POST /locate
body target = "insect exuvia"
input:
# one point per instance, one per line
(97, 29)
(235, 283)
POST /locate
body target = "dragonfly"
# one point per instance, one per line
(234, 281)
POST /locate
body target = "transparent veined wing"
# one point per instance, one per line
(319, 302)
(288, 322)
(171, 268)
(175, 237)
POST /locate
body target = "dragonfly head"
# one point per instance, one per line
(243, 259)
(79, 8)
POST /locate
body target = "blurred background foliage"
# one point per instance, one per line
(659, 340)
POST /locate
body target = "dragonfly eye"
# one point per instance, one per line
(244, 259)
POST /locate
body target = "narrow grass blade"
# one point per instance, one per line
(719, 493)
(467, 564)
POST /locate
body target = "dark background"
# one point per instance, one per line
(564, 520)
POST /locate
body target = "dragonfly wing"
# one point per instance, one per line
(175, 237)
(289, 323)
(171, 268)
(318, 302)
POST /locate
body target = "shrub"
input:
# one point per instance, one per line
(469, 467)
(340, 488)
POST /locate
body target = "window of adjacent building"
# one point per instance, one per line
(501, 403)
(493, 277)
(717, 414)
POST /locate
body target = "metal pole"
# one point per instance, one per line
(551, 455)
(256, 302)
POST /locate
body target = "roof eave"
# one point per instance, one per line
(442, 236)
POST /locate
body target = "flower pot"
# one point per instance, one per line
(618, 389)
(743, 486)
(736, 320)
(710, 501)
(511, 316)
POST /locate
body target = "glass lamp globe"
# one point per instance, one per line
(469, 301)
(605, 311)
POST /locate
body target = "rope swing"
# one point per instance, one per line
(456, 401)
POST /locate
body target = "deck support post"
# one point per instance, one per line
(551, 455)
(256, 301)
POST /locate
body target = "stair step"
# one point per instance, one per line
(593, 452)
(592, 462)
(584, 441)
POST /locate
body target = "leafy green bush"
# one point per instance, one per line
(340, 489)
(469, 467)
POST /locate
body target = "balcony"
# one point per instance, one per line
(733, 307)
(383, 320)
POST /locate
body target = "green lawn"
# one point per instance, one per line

◆ ◆ ◆

• [EXERCISE REQUIREMENTS]
Give the listing again, exactly as it was written.

• [YOUR SOLUTION]
POST /locate
body target = "insect exuvia"
input:
# one point per instance, one per line
(97, 29)
(235, 283)
POST /locate
body target = "dragonfly"
# one point per instance, one per line
(234, 281)
POST /locate
body target = "transparent veined wing"
# one point per instance, one per line
(319, 302)
(288, 322)
(171, 268)
(175, 237)
POST /locate
body target = "dragonfly head"
# one point per instance, one per line
(243, 259)
(79, 8)
POST /locate
body target = "blurred background foliage"
# one point per instance, one per line
(659, 340)
POST /locate
body target = "dragonfly eye"
# one point per instance, one per line
(244, 259)
POST /locate
body target = "narrow grass blade"
# one point per instance, one per line
(719, 493)
(467, 564)
POST /locate
body target = "dark background"
# one point per instance, one per line
(564, 520)
POST /locate
body target = "dragonfly wing"
# one point per instance, one per line
(175, 237)
(289, 323)
(171, 268)
(318, 302)
POST /locate
body target = "shrub"
input:
# one point per instance, one per line
(469, 467)
(340, 488)
POST /locate
body target = "window of adjacent building"
# one point per instance, one per line
(501, 403)
(493, 277)
(717, 414)
POST /locate
body target = "metal pole"
# one point per instance, one per line
(551, 455)
(256, 302)
POST /locate
body target = "roof eave"
# one point per instance, one per line
(442, 236)
POST /locate
body target = "flower pot"
# one point per instance, one per line
(618, 389)
(743, 486)
(736, 320)
(710, 501)
(511, 316)
POST /locate
body target = "glass lamp globe"
# one point per instance, one per line
(469, 301)
(605, 311)
POST /locate
body target = "rope swing"
# one point per instance, one per line
(456, 401)
POST /locate
body target = "deck support post"
# one point per instance, one per line
(551, 455)
(256, 301)
POST /locate
body target = "stair step"
# one point per instance, one per line
(593, 452)
(592, 462)
(584, 441)
POST /locate
body target = "leafy green bush"
# one point per instance, one per line
(340, 489)
(469, 467)
POST /locate
body target = "balcony"
# one point per instance, one per line
(733, 307)
(383, 320)
POST /locate
body target = "green lawn"
# one point per instance, one per line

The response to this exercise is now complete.